## Written problem
Copy the rows from their beginning through the line containing "(1183, 670)", swapping "metal handrail" for "steel handrail" and leaving everything else unchanged. Give only those lines.

Coordinate annotation entries:
________

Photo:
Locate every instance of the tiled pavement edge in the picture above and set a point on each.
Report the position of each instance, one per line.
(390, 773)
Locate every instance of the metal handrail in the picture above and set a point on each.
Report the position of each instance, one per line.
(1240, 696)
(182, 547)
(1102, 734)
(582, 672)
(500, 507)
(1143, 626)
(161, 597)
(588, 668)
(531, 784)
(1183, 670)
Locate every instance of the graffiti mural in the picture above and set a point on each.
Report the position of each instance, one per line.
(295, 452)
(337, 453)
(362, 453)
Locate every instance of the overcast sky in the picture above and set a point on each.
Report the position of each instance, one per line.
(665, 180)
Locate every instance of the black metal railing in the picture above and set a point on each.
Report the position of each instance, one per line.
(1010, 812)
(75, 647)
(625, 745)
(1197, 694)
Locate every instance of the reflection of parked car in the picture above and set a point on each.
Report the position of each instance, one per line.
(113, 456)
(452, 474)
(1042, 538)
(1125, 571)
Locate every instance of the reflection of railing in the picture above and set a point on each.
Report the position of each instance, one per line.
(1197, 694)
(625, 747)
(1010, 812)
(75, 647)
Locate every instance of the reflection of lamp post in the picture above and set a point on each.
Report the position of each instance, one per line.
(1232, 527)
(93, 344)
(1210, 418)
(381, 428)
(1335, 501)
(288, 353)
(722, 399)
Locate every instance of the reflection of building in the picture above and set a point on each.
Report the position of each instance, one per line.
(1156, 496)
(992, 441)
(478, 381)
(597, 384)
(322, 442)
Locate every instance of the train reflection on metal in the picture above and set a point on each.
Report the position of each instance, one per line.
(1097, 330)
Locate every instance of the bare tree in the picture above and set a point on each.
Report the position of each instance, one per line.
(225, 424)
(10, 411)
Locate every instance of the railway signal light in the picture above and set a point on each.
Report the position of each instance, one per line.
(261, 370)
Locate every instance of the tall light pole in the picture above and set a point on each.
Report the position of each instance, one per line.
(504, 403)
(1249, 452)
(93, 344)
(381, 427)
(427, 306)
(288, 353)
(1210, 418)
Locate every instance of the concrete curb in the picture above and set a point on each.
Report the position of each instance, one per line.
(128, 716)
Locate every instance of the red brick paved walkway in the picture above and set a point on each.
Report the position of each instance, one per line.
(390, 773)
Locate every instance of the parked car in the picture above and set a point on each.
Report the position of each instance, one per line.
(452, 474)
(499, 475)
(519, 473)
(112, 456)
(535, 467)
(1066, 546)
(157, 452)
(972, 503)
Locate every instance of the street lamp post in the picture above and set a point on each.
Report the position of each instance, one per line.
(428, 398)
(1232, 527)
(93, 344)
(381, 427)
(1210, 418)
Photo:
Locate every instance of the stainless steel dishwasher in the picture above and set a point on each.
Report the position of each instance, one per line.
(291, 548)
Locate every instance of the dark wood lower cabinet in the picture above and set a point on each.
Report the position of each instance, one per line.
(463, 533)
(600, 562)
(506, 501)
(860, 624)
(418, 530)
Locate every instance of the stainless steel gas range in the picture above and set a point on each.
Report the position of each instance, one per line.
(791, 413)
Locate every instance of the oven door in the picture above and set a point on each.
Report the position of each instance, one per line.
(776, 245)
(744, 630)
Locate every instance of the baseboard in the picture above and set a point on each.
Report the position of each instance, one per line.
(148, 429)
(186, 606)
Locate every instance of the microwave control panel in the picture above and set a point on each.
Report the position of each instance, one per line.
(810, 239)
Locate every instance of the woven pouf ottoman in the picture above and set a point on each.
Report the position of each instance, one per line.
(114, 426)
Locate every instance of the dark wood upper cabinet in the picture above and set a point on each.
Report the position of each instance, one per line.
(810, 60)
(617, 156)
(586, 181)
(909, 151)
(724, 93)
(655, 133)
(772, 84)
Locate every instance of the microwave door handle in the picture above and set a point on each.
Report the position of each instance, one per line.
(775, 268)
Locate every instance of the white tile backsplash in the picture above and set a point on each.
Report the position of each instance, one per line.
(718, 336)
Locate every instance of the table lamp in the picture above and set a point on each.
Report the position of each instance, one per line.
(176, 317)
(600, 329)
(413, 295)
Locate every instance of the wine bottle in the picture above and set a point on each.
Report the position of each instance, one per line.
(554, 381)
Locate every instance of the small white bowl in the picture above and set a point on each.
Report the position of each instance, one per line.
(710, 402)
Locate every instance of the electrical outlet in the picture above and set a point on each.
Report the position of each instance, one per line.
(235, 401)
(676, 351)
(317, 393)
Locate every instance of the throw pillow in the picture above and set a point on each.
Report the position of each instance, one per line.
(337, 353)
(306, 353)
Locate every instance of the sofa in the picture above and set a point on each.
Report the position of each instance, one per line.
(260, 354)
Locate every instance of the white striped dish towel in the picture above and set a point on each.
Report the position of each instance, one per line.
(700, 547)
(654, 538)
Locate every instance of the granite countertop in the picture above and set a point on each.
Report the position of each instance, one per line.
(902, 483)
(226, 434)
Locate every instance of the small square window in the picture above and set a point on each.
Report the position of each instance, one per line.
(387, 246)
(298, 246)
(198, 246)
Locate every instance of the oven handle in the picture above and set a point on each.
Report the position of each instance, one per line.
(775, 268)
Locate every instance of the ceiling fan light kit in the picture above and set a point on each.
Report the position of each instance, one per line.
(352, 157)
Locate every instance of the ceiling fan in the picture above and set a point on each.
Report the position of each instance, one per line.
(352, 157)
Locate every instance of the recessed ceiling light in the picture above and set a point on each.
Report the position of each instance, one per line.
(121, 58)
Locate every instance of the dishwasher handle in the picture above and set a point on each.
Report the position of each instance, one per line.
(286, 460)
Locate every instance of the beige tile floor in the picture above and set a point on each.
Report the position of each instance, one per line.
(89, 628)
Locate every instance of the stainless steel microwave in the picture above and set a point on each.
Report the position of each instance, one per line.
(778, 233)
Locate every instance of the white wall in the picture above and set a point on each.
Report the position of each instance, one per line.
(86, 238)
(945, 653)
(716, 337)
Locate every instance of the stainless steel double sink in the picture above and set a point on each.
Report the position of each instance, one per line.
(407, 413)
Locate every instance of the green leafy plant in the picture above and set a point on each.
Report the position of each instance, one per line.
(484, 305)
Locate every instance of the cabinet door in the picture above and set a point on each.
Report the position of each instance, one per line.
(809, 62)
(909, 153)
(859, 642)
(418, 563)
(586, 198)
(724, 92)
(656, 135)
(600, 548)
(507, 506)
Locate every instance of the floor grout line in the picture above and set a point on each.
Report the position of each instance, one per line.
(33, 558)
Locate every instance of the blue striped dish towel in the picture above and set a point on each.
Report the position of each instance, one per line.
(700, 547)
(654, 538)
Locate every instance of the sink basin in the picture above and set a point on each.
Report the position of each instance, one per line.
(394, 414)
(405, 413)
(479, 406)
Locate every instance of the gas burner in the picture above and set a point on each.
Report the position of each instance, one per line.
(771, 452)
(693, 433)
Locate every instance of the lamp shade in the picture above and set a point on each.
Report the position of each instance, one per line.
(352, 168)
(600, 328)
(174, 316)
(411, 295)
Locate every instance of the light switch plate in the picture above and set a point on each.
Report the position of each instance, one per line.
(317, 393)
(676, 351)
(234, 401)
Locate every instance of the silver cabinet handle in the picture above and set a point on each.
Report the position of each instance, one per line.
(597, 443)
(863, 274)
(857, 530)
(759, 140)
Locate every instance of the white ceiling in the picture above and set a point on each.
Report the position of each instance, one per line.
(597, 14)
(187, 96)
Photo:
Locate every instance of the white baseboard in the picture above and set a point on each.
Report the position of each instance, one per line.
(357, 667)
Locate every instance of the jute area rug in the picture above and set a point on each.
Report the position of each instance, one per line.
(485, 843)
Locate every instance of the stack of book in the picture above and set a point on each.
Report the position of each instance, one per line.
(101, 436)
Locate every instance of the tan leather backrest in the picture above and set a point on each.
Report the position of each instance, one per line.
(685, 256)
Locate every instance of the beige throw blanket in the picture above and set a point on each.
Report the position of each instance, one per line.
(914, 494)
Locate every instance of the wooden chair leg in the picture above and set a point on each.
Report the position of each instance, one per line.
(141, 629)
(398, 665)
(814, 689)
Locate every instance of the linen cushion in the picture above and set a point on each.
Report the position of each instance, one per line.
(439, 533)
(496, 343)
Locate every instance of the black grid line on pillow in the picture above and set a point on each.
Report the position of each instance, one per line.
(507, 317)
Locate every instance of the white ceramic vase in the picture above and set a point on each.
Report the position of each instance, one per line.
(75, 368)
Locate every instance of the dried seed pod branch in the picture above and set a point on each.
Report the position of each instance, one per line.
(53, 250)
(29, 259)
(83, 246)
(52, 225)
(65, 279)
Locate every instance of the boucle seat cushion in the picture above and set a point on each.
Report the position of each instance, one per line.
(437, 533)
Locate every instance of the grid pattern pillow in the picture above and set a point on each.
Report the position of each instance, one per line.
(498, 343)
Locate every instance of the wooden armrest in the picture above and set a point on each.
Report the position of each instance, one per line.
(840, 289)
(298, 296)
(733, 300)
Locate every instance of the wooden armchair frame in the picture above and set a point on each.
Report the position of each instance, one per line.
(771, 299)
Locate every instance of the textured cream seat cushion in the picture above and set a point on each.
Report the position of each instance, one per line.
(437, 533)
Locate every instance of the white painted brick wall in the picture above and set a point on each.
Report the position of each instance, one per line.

________

## The answer
Photo:
Locate every instance of the tiled pavement edge in the picture above and set a point on each.
Report the position of each instance, one per line.
(390, 773)
Locate every instance of the steel handrail in the picture above and set a point on each.
Report the position of each instance, one per line.
(1240, 696)
(182, 547)
(1102, 734)
(582, 672)
(500, 507)
(1143, 626)
(161, 597)
(588, 668)
(531, 784)
(1183, 670)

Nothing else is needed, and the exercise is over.